— start of Extracted text —
Shortages of skills, talent ‘major barrier’ to expansion

Skills shortages and availability of talent continue to act as a major barrier for business expansion in Scotland, according to latest Scottish Chambers of Commerce Quarterly Economic Indicator (QEI) report.

Scottish Chambers of Commerce president Stephen Leckie said the Scottish Government’s £2.4 billion investment into colleges, universities and the wider skills system must “remain agile to align with future economic demand to ensure we have a talent pool ready to contribute to the economy.”

The research was conducted from November 6 to December 4, with 420 firms responding to the Q4 2023 edition of the survey.

About 95% of respondents were SMEs with less than 250 employees.

The report said concern over inflation has fallen to 52% – compared to 75% in the last quarter.

It said that while on balance, more firms continue to report increases in investment than falls, “over half of firms continue to report no changes to both total (55%) and training (54%) investment.”

The survey said recruitment difficulties remain challenging, impacting 40% of firms, with associated labour costs still affecting seven in 10 firms.
— end of Extracted text —
— start of Stored rows —
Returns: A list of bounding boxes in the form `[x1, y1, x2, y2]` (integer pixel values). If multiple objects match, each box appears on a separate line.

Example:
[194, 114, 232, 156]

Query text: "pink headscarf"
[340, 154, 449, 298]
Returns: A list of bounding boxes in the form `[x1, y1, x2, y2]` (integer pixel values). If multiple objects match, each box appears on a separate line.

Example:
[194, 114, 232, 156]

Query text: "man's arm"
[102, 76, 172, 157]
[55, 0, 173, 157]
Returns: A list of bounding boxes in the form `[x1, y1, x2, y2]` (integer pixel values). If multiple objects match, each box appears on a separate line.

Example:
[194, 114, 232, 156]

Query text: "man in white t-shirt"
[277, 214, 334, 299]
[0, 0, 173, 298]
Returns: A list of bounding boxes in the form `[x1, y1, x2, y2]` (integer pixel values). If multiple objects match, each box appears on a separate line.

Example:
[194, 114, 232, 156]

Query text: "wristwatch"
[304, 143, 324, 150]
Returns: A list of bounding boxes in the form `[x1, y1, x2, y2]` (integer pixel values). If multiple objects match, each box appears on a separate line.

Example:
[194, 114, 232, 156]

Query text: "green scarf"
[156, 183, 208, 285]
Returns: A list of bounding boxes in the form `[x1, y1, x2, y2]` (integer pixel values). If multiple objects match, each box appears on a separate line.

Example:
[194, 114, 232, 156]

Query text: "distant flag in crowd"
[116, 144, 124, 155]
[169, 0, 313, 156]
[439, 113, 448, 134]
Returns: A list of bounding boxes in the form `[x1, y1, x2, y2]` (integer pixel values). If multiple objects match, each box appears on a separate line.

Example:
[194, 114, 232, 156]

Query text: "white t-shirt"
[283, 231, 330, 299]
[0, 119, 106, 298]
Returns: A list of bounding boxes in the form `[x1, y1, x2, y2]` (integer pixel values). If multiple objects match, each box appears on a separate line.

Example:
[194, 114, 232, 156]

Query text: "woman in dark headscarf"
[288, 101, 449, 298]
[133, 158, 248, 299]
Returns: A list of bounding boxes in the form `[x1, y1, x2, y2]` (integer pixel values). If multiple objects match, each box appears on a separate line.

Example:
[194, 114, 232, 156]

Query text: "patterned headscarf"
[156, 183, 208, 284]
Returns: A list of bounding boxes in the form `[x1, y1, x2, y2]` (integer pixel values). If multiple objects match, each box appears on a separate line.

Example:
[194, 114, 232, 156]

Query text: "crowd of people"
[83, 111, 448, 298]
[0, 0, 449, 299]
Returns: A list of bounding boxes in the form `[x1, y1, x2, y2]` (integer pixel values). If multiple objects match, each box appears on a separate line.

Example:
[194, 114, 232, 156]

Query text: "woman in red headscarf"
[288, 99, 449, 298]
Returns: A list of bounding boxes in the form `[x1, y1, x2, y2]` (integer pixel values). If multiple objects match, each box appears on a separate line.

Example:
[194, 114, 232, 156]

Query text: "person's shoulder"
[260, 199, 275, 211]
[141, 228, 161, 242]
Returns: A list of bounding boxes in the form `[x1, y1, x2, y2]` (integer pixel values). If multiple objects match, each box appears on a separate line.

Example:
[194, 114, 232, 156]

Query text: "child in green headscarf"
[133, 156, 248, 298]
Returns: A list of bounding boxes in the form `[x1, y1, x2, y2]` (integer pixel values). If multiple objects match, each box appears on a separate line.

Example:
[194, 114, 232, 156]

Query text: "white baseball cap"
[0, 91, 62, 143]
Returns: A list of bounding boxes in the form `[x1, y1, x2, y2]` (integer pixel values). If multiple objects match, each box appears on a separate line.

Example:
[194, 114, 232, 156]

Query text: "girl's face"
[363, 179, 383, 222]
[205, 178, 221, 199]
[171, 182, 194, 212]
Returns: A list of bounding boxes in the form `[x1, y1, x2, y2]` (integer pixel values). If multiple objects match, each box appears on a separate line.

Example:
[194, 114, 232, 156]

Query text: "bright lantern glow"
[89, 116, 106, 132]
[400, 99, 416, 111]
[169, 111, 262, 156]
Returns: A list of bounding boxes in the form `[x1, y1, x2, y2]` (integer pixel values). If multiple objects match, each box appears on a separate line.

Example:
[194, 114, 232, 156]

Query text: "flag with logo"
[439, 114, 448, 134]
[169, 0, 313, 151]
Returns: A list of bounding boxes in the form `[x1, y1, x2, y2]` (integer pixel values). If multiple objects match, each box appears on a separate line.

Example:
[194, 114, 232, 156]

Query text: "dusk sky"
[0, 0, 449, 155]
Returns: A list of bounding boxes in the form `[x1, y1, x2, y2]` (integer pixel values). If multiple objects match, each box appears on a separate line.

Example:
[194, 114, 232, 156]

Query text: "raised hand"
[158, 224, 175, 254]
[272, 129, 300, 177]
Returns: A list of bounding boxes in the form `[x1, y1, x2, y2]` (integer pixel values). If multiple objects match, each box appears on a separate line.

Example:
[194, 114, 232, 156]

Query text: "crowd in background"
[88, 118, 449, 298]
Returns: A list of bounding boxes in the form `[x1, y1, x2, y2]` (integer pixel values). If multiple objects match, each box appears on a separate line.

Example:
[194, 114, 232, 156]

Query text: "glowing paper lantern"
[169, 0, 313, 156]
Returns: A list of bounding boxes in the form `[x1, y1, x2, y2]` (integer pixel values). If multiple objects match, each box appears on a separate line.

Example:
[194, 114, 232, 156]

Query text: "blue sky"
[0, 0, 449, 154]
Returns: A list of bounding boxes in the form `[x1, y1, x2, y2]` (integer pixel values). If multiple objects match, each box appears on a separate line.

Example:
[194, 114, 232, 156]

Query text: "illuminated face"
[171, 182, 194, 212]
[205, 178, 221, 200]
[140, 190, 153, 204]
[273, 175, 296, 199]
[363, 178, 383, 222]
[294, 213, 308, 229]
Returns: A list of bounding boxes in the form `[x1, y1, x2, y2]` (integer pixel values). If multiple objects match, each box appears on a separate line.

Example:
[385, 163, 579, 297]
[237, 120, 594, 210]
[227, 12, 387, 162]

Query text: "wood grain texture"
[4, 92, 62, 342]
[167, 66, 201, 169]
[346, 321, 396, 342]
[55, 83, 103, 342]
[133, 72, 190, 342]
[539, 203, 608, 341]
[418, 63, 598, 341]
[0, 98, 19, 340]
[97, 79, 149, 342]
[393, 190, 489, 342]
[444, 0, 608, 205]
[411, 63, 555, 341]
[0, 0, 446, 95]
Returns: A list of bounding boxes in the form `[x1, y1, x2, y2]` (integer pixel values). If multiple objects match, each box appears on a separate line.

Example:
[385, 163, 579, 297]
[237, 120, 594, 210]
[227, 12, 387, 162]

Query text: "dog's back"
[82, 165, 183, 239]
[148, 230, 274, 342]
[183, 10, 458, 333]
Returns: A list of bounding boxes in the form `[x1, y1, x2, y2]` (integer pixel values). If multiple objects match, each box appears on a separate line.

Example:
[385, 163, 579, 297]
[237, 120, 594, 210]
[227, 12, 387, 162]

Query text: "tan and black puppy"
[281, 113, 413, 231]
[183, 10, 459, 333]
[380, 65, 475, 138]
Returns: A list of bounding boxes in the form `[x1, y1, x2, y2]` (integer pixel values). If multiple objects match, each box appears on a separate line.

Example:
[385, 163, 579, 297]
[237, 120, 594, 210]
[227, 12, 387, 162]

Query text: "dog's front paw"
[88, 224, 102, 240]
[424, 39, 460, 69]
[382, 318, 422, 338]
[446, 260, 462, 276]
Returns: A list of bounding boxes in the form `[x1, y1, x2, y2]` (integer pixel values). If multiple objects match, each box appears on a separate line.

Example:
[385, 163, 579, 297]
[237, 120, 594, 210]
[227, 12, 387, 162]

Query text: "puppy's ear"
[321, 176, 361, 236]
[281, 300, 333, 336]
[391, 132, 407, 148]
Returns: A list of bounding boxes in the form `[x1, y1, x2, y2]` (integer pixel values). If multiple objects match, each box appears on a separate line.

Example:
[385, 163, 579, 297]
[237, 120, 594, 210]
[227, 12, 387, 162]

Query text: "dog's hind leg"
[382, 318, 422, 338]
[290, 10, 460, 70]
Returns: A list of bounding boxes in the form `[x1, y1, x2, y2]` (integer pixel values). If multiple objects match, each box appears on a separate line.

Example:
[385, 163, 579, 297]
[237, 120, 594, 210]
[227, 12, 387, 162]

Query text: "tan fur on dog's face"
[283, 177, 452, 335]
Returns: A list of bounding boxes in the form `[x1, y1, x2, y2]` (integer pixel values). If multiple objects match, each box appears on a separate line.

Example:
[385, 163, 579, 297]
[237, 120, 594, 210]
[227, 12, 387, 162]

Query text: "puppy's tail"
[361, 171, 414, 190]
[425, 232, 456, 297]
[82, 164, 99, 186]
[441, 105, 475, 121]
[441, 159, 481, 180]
— end of Stored rows —
▶ _Task set_
a – Which figures in the article on Scottish skills shortages are written with a percent sign?
b – Can you sum up the article on Scottish skills shortages in two sentences?
Use only the article when answering.

▶ _In response_
a – 95%, 52%, 75%, 55%, 54%, 40%

b – According to the Scottish Chambers of Commerce Quarterly Economic Indicator report, to which 420 firms responded for the Q4 2023 edition, skills shortages and the availability of talent remain a major barrier to business expansion in Scotland. Concern over inflation fell to 52% from 75% in the previous quarter, while recruitment difficulties still affect 40% of firms and related labour costs affect seven in 10.